# [Goal]
Tally the lines in the items below that contain the word "dark", and reply with only that number.

--- Start Listed entries ---

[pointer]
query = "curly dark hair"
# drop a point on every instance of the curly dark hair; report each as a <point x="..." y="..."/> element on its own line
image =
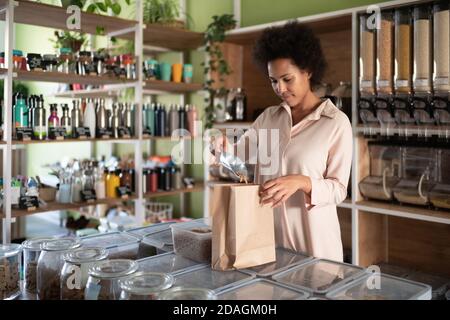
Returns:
<point x="293" y="41"/>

--- End Listed entries ---

# [Completed exercise]
2